• WHAT IS ASKED: Count the lines of the data below that contain the string "hand". Reply with the number alone.
--- START OF RECORD EXCERPTS ---
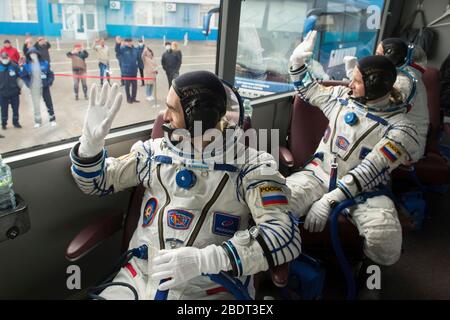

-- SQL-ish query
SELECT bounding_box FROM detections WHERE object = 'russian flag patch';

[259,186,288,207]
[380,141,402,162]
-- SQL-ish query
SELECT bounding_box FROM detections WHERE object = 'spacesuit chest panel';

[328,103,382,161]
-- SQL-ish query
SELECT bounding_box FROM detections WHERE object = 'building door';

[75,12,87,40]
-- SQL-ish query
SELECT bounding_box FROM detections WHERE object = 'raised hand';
--- END OF RECORD EXCERPTS ---
--- START OF RECORD EXCERPTS ---
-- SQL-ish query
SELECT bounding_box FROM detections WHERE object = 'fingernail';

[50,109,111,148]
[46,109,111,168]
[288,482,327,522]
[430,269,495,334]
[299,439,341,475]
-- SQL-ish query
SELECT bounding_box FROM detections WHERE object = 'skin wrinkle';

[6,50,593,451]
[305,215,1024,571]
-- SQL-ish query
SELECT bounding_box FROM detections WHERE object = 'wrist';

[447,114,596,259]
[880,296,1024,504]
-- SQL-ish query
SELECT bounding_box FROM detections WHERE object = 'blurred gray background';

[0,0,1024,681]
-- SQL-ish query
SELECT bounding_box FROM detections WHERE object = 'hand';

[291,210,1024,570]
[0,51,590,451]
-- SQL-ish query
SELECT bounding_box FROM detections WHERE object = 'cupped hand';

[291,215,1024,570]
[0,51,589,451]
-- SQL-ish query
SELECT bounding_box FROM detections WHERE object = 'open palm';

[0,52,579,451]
--- END OF RECORD EXCERPTS ---
• EXERCISE RESPONSE: 3